Directions for this task: Copy the lines word for word, starting at the line that contains "spot the conference table." and ending with the final line, both included.

(Lines from a data collection)
------------

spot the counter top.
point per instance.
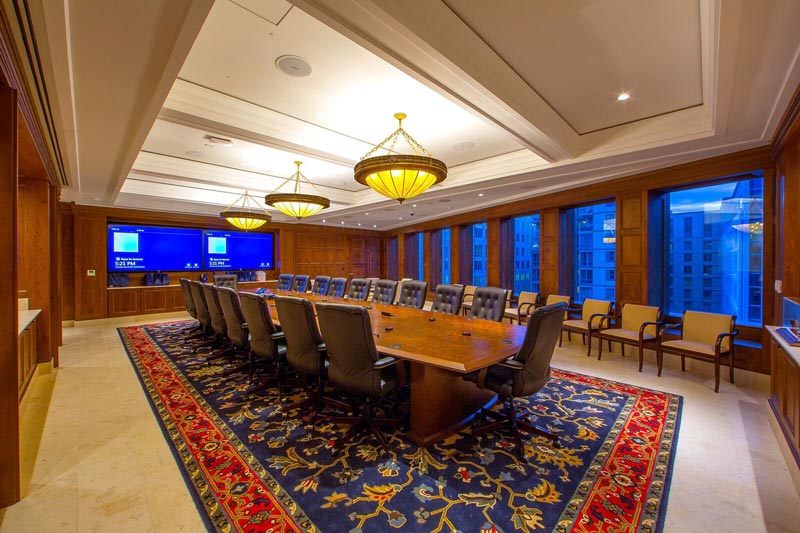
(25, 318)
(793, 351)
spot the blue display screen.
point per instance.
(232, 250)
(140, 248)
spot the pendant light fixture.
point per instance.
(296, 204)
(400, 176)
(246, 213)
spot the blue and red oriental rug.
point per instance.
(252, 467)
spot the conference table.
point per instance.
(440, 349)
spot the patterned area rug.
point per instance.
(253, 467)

------------

Exercise result:
spot the conference table.
point per instance.
(440, 349)
spot the patterned area rug.
point per instance.
(253, 467)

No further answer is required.